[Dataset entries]
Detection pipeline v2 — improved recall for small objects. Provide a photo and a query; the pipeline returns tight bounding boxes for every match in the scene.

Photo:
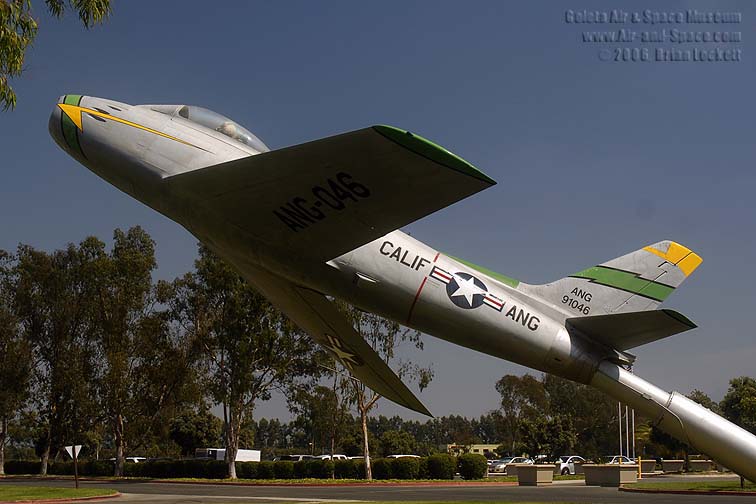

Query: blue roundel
[446,272,488,309]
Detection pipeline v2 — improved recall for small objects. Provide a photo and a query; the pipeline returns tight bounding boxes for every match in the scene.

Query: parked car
[556,455,586,475]
[107,456,146,464]
[605,455,634,464]
[195,448,260,462]
[491,456,532,473]
[386,454,420,458]
[315,454,348,460]
[273,454,316,462]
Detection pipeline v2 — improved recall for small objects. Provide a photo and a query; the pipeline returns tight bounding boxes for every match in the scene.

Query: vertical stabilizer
[522,240,702,316]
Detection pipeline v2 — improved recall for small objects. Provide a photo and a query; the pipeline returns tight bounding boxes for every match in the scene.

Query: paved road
[0,477,749,504]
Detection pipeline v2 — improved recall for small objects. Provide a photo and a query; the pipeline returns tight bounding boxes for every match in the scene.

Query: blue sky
[1,1,754,420]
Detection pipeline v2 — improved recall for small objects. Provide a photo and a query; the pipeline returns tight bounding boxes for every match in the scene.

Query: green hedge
[4,460,41,475]
[236,461,258,479]
[274,460,294,479]
[418,457,429,479]
[457,453,487,480]
[124,459,227,478]
[371,458,392,479]
[4,455,454,480]
[427,454,456,479]
[5,460,114,477]
[257,461,275,479]
[392,457,420,479]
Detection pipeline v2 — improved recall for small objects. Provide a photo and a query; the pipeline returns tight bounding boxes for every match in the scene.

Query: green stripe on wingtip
[571,266,675,302]
[448,255,520,288]
[373,125,496,185]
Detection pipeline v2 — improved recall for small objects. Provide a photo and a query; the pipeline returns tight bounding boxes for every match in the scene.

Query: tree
[87,227,200,474]
[0,250,32,475]
[169,406,222,457]
[90,227,155,476]
[291,382,351,460]
[338,303,433,480]
[495,374,546,454]
[687,389,720,414]
[13,239,101,475]
[541,374,618,461]
[379,429,416,457]
[518,415,576,460]
[721,377,756,435]
[170,245,322,479]
[0,0,112,110]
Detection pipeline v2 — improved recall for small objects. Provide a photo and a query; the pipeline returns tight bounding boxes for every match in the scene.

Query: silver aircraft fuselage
[49,95,596,383]
[49,95,756,481]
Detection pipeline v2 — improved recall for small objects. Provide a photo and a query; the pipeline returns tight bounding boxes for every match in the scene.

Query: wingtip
[372,125,496,186]
[661,309,697,329]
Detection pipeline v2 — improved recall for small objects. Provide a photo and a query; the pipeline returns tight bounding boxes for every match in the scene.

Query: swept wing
[165,125,495,262]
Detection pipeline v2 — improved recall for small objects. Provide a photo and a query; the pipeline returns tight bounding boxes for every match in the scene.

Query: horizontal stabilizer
[567,309,696,351]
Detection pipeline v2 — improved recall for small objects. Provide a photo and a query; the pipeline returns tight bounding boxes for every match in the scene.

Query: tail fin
[525,240,702,316]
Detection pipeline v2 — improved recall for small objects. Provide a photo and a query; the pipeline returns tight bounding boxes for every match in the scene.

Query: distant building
[444,443,500,458]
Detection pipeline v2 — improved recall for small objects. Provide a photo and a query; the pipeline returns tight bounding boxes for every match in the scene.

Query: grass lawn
[0,485,117,501]
[627,480,755,492]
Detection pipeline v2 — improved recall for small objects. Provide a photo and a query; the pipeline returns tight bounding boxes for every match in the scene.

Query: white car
[556,455,586,475]
[273,454,316,462]
[315,454,348,460]
[492,456,532,473]
[386,454,420,458]
[606,455,634,464]
[107,456,146,464]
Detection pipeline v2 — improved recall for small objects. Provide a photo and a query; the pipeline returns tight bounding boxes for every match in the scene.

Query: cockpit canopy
[149,104,269,152]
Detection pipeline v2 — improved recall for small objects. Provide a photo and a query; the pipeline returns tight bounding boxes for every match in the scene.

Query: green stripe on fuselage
[448,255,520,288]
[571,266,674,302]
[61,95,84,158]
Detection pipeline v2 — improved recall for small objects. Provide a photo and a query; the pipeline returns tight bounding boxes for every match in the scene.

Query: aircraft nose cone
[50,94,86,159]
[48,96,66,150]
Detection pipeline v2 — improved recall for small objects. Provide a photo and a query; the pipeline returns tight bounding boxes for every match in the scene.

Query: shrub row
[5,459,113,476]
[4,454,461,480]
[124,459,227,478]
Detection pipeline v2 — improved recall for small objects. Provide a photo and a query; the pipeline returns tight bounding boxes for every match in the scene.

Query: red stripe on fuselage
[406,252,441,324]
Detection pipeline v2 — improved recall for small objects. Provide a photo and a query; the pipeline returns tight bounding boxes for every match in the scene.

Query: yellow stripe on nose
[57,103,206,150]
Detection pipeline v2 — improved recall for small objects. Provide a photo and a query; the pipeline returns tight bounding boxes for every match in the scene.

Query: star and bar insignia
[323,333,364,370]
[429,266,505,312]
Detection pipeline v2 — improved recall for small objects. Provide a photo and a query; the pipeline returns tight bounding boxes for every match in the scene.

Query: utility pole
[618,402,623,460]
[625,405,630,459]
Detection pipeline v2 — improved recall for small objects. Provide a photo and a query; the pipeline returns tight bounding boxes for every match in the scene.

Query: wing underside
[243,267,432,416]
[164,125,495,262]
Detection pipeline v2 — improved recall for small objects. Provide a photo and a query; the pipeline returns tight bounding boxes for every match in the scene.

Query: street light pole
[618,402,623,459]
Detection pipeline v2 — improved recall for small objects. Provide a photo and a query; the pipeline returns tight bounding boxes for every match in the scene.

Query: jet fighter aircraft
[50,95,756,480]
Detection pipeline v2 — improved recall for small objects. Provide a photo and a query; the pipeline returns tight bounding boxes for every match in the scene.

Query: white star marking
[450,275,484,306]
[324,334,361,370]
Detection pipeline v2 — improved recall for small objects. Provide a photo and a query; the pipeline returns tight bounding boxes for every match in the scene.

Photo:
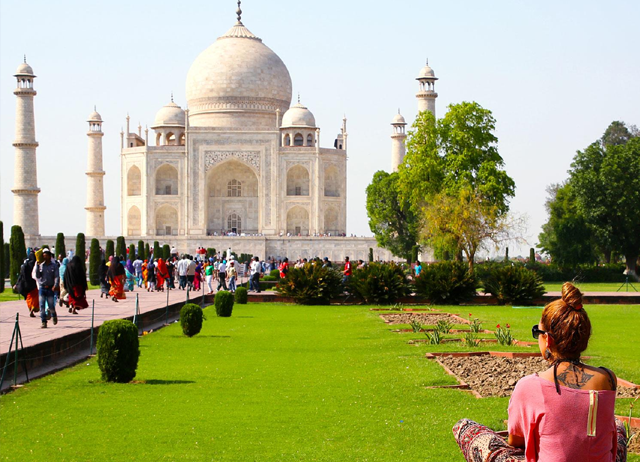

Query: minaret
[391,110,407,172]
[85,108,106,237]
[11,58,41,236]
[416,60,438,117]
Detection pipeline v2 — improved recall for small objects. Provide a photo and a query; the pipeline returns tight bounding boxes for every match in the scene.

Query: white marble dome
[391,113,406,125]
[185,22,292,125]
[87,110,103,122]
[418,64,436,79]
[152,101,185,128]
[281,103,316,128]
[15,62,34,76]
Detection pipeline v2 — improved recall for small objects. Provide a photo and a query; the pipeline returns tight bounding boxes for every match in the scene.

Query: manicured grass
[0,302,638,461]
[544,281,637,293]
[0,290,21,303]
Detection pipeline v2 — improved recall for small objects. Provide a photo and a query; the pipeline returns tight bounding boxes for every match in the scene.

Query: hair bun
[561,282,584,311]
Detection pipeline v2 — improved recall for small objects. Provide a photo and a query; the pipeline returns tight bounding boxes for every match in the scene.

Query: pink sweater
[508,374,617,462]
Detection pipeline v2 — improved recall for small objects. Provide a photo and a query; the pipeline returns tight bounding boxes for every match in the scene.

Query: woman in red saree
[194,262,202,291]
[156,258,168,291]
[64,255,89,313]
[108,257,127,302]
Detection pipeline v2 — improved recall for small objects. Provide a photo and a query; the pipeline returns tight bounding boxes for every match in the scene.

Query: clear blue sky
[1,0,638,256]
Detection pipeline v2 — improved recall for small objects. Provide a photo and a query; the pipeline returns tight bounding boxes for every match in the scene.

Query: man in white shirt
[250,256,262,293]
[177,255,190,290]
[187,257,196,289]
[217,260,228,291]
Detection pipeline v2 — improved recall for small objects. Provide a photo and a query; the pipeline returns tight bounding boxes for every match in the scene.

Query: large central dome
[186,20,292,129]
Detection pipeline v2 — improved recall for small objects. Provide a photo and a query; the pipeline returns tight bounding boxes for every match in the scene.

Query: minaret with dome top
[12,57,41,236]
[390,111,407,172]
[416,60,438,116]
[85,108,106,237]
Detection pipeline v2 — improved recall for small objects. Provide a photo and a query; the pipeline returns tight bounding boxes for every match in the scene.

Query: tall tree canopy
[537,182,599,266]
[398,102,516,267]
[365,171,420,261]
[570,129,640,276]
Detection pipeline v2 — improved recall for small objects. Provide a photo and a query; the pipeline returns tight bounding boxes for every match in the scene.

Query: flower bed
[380,312,467,325]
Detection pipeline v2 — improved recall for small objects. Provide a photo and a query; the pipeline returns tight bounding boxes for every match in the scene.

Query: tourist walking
[187,257,196,289]
[157,258,169,291]
[133,256,143,288]
[194,261,202,291]
[205,261,214,294]
[227,261,237,293]
[250,256,261,293]
[217,260,228,291]
[98,257,110,298]
[58,257,70,308]
[342,256,352,285]
[147,259,156,291]
[14,252,39,317]
[64,255,88,313]
[167,258,176,289]
[108,257,126,302]
[177,255,189,290]
[279,257,289,279]
[36,249,59,328]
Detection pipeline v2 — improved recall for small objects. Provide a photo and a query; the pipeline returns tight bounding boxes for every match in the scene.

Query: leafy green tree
[10,225,26,290]
[538,182,599,266]
[399,102,516,266]
[105,240,114,259]
[55,233,66,260]
[89,238,101,286]
[365,171,420,261]
[76,233,86,272]
[115,236,126,260]
[137,240,145,260]
[570,134,640,277]
[0,222,4,294]
[601,121,637,147]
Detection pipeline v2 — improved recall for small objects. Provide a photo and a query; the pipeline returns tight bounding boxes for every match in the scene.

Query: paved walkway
[0,286,207,356]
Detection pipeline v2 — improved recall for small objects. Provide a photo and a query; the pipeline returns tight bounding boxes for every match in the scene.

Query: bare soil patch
[434,355,640,399]
[380,313,464,325]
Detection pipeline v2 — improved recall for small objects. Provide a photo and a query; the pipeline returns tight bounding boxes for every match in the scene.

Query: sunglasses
[532,324,547,340]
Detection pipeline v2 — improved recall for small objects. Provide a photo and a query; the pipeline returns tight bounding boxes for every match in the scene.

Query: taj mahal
[10,2,439,261]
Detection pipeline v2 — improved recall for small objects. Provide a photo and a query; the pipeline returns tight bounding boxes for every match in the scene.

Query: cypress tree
[368,247,374,263]
[137,240,145,260]
[10,225,26,290]
[4,243,10,279]
[0,222,4,294]
[129,243,136,260]
[530,248,536,263]
[153,241,160,260]
[145,243,150,260]
[89,238,101,286]
[76,233,86,272]
[162,244,170,260]
[115,236,126,260]
[55,233,66,260]
[105,239,114,259]
[504,247,509,263]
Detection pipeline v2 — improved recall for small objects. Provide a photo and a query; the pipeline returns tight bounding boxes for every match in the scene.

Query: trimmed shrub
[235,286,248,304]
[368,247,374,262]
[153,241,160,260]
[262,275,277,282]
[482,265,545,305]
[180,303,204,337]
[89,238,101,286]
[207,247,216,259]
[145,243,150,261]
[9,225,26,290]
[215,291,235,317]
[0,222,3,294]
[76,233,86,271]
[162,244,170,260]
[414,261,478,305]
[529,248,535,263]
[269,269,280,278]
[105,239,114,259]
[4,243,9,279]
[137,240,145,260]
[115,236,126,260]
[55,232,66,259]
[275,263,342,304]
[97,319,140,383]
[128,243,136,260]
[348,262,410,304]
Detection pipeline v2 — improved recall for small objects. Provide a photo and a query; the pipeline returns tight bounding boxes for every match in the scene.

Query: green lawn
[544,281,638,293]
[0,302,638,461]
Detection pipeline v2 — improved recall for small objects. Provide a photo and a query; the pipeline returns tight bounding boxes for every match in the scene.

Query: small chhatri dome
[392,112,406,125]
[88,110,103,122]
[281,103,316,128]
[15,61,34,76]
[418,62,438,80]
[152,101,185,128]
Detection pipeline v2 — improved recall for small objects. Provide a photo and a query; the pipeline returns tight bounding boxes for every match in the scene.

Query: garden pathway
[0,286,205,356]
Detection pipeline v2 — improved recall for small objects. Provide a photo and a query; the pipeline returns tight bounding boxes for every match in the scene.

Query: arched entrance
[286,206,310,236]
[206,160,259,235]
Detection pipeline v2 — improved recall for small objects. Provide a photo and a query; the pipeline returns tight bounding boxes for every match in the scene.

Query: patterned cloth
[453,418,628,462]
[453,419,524,462]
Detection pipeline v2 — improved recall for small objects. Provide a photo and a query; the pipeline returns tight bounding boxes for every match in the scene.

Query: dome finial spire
[171,91,174,103]
[236,0,242,23]
[94,104,97,111]
[24,54,27,63]
[298,92,301,104]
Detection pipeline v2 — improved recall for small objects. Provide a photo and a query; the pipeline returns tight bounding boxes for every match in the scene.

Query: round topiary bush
[215,291,235,317]
[97,319,140,383]
[235,286,248,304]
[180,303,204,337]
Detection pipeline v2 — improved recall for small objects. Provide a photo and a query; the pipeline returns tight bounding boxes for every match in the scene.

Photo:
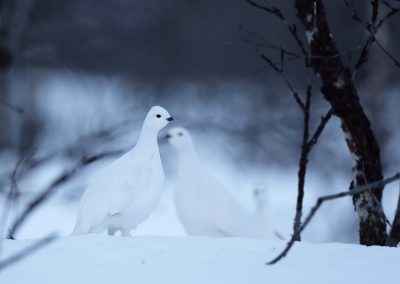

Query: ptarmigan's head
[253,182,268,209]
[165,127,193,151]
[144,106,173,131]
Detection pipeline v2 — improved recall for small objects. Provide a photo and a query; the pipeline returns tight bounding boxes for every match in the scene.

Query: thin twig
[267,172,400,265]
[260,54,282,73]
[377,0,400,28]
[239,26,301,59]
[245,0,309,61]
[292,83,312,241]
[375,39,400,68]
[345,0,377,74]
[245,0,284,20]
[370,0,380,24]
[259,53,306,111]
[345,0,400,74]
[0,151,35,246]
[6,149,125,239]
[307,109,333,148]
[287,24,309,64]
[0,234,56,271]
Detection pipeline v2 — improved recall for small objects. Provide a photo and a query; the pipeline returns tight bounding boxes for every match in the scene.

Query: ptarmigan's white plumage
[166,127,258,237]
[72,106,173,236]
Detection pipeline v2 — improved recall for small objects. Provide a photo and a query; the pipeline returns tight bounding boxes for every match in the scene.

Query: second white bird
[166,127,257,237]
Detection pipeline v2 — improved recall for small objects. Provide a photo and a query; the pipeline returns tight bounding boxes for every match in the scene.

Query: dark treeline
[0,0,399,172]
[21,0,400,84]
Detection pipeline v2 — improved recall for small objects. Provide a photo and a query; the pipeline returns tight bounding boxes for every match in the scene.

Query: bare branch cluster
[242,0,400,77]
[246,0,400,264]
[345,0,400,75]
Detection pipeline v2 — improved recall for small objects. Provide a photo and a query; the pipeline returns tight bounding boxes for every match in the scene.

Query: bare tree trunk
[295,0,387,245]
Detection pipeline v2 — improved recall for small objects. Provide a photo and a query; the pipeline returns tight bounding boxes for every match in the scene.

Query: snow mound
[1,236,399,284]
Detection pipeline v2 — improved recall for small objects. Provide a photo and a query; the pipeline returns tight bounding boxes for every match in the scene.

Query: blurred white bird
[166,127,263,237]
[250,182,273,237]
[72,106,173,236]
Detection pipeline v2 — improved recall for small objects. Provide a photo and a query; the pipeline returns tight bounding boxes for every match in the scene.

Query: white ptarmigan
[166,127,256,237]
[72,106,173,236]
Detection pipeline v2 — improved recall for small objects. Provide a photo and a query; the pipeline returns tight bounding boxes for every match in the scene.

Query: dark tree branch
[0,154,26,255]
[292,83,312,241]
[268,172,400,265]
[344,0,377,75]
[0,154,56,273]
[292,86,332,241]
[245,0,284,20]
[345,0,400,75]
[6,149,125,239]
[261,51,333,243]
[287,24,310,64]
[378,0,400,28]
[242,0,398,78]
[285,79,305,111]
[0,117,138,196]
[0,234,56,271]
[245,0,309,61]
[375,39,400,68]
[259,53,306,111]
[0,151,35,244]
[243,0,398,75]
[260,54,282,73]
[370,0,380,24]
[238,25,302,59]
[307,109,333,149]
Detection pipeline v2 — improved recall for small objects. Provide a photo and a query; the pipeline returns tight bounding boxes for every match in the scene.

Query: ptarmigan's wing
[92,159,153,215]
[73,158,153,233]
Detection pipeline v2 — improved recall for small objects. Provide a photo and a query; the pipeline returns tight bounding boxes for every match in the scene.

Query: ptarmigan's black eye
[178,132,183,136]
[156,114,161,118]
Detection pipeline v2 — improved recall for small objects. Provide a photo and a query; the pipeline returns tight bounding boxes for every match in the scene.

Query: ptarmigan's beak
[166,117,173,122]
[165,134,171,139]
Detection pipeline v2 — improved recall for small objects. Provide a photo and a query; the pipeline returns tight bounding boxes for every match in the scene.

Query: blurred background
[0,0,399,242]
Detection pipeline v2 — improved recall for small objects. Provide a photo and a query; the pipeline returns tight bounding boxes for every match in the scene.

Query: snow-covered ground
[1,235,399,284]
[10,163,400,243]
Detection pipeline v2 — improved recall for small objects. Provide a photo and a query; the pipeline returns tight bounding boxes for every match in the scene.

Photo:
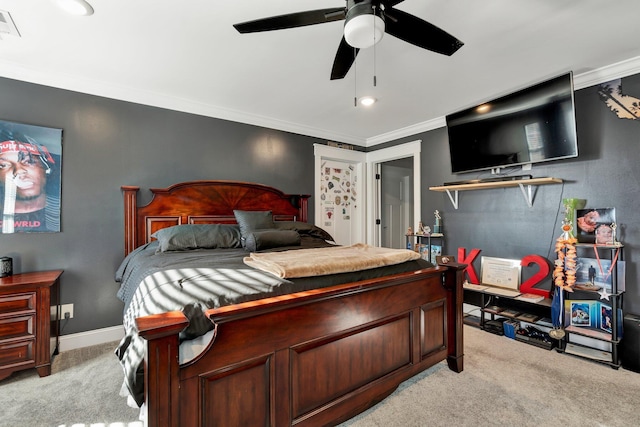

• Work to complete: Give back, word for word, the lines from the line that contains "Query: snow-covered ground" through the last line of the records, with no pictures and nothing else.

• Response to this task:
Query: snow-covered ground
[1,235,399,284]
[10,163,400,243]
Detection pipeline v2 — improved recall for small objects. Provide a photo and a query; the pipeline returns tight bounding boxes for every match in the scene.

Photo:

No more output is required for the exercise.